* **Request**
Rescale the part of the listing below that opens with the line containing "Drop a pin on every instance of the cabinet door" and closes with the line containing "x=82, y=318", both ends included, by giving every line of it again, requests too, with each pin coordinate in the answers multiplied by 2.6 and rounded to a whole number, halves up. Leave the pictures out.

* **Material for this task**
· · · ·

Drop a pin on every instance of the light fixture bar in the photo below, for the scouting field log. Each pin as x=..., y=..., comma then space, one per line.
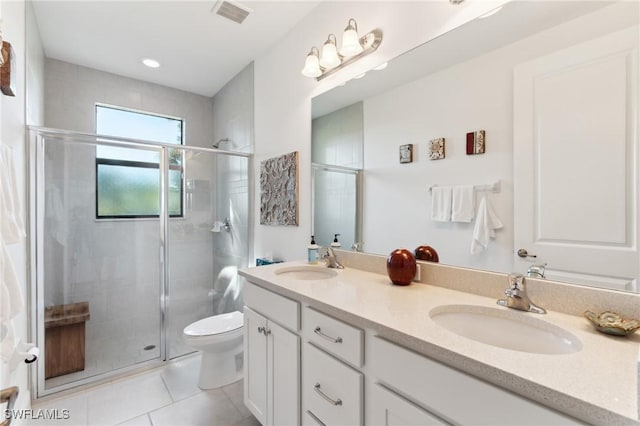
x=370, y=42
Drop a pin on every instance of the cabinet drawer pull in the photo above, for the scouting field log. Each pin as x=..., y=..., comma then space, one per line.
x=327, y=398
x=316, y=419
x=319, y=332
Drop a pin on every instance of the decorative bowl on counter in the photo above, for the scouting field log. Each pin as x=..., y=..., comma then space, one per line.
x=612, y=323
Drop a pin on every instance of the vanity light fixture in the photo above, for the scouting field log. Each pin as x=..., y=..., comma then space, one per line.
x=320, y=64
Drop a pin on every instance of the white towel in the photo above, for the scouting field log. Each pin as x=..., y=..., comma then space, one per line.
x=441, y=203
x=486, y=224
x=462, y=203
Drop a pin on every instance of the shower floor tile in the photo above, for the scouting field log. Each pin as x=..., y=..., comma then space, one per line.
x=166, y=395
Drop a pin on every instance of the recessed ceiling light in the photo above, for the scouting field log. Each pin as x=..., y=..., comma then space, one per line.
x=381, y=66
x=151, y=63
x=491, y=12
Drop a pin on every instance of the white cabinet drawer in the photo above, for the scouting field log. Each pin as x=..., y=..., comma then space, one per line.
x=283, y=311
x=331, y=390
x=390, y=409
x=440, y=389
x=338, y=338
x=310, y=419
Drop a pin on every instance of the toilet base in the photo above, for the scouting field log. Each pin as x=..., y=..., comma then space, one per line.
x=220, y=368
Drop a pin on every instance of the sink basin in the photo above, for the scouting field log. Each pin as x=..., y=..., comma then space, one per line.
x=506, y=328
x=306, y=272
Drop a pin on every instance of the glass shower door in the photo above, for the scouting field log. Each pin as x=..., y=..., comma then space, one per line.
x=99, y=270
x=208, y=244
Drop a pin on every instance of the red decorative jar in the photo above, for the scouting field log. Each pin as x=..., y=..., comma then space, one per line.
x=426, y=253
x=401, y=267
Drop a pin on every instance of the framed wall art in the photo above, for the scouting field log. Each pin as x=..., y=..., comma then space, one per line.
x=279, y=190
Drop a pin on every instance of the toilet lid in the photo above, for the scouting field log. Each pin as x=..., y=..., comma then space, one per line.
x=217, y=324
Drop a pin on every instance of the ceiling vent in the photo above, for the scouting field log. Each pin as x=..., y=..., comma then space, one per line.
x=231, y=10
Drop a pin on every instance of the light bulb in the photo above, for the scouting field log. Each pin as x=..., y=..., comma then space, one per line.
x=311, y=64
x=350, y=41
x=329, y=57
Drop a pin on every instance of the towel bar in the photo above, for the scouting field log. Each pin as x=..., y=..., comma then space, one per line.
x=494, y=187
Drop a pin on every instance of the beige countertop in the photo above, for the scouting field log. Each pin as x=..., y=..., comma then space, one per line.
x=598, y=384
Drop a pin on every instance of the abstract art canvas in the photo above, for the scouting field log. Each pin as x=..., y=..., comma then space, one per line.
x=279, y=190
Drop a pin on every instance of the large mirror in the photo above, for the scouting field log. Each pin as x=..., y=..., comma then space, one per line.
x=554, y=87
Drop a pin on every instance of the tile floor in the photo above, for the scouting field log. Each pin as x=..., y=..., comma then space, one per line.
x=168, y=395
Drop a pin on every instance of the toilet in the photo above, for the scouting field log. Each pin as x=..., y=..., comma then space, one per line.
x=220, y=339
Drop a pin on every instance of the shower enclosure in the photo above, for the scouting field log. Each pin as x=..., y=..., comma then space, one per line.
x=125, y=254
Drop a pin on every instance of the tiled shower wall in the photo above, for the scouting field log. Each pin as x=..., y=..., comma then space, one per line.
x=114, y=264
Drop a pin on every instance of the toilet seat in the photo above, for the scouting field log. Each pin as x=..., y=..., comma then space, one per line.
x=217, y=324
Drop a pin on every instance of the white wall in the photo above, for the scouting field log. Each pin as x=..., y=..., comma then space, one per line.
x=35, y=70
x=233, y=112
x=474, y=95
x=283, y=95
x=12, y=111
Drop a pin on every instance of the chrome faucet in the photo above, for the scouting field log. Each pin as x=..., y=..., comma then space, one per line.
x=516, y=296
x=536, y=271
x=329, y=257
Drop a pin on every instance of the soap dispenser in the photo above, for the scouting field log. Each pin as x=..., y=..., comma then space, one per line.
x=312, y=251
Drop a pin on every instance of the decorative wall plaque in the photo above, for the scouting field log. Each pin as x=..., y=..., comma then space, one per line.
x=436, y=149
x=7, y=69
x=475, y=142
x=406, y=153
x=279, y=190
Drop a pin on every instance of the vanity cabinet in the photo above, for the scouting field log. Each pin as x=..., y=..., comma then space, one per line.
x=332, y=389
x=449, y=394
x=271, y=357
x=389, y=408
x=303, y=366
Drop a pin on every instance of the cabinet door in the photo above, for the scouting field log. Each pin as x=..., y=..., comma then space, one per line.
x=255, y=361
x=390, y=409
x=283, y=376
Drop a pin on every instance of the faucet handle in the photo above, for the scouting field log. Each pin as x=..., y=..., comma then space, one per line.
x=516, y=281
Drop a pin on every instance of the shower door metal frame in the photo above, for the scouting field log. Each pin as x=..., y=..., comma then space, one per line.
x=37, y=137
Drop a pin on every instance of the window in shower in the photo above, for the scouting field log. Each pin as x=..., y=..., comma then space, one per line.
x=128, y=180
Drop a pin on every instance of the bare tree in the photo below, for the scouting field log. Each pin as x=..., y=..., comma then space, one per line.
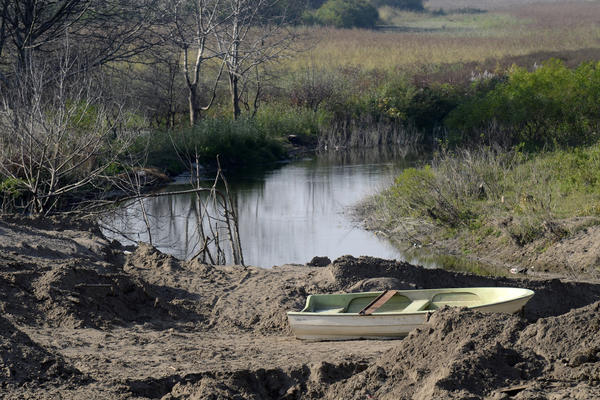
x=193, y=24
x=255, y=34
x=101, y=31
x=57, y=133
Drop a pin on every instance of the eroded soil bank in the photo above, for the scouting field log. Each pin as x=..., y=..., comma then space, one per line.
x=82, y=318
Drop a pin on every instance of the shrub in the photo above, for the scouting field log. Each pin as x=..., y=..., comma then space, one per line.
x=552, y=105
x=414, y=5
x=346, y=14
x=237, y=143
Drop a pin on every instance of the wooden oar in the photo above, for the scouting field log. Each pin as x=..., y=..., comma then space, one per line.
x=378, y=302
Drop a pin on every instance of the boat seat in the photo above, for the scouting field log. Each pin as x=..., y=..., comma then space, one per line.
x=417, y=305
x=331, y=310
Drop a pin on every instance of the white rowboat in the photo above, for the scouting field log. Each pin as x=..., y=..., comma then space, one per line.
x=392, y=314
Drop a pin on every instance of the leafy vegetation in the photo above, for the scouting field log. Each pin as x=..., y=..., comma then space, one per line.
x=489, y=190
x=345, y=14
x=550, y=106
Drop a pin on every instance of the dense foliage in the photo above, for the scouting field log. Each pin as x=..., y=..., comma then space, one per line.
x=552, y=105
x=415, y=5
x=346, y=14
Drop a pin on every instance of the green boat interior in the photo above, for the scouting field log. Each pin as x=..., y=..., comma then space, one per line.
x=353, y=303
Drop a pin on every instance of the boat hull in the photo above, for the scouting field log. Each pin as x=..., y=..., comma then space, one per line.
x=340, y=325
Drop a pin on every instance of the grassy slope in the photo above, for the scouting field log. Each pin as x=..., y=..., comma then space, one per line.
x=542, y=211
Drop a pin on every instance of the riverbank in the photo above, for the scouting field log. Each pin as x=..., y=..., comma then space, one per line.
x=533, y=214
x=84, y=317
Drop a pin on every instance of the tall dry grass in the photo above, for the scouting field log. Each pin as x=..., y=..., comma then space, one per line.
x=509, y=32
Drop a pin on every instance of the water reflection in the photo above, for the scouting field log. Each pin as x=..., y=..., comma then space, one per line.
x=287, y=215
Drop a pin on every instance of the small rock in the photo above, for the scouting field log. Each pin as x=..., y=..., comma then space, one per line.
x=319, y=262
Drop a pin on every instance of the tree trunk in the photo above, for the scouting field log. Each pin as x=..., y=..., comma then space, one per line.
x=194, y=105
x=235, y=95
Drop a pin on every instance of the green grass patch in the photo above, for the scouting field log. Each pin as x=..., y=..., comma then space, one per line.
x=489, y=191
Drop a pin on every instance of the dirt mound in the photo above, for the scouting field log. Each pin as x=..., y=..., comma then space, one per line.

· · · ·

* **Finished answer**
Drop a pin on every instance of the cabinet door in the photo above, for the scouting field log. Each pin as x=..., y=..., comma then space, one per line.
x=663, y=939
x=1014, y=1063
x=736, y=978
Drop a pin on every instance of the faucet handle in the photo above, for the scouting field log. Each pin as x=..., y=..., comma then space, one per line.
x=1342, y=731
Drop a pin on every instance of the shower door metal frame in the photo above, for the scouting field log. Each pin as x=..., y=..., comma then space, one per line.
x=96, y=356
Drop a pin on every instance of the window in shower in the photo above, for the scouting field log. Each pin as x=..., y=..., comma then space, one per line.
x=333, y=468
Drop a pin on every instance of the bare tree in the photo below, for the scouting field log. Each pin as x=..., y=..., comma then space, one per line.
x=502, y=62
x=663, y=88
x=263, y=81
x=148, y=346
Drop a pin on every instance of the eroded soil bank in the photo above, for the scouting field log. Each pin as x=..., y=..., comma then space, one per line.
x=213, y=827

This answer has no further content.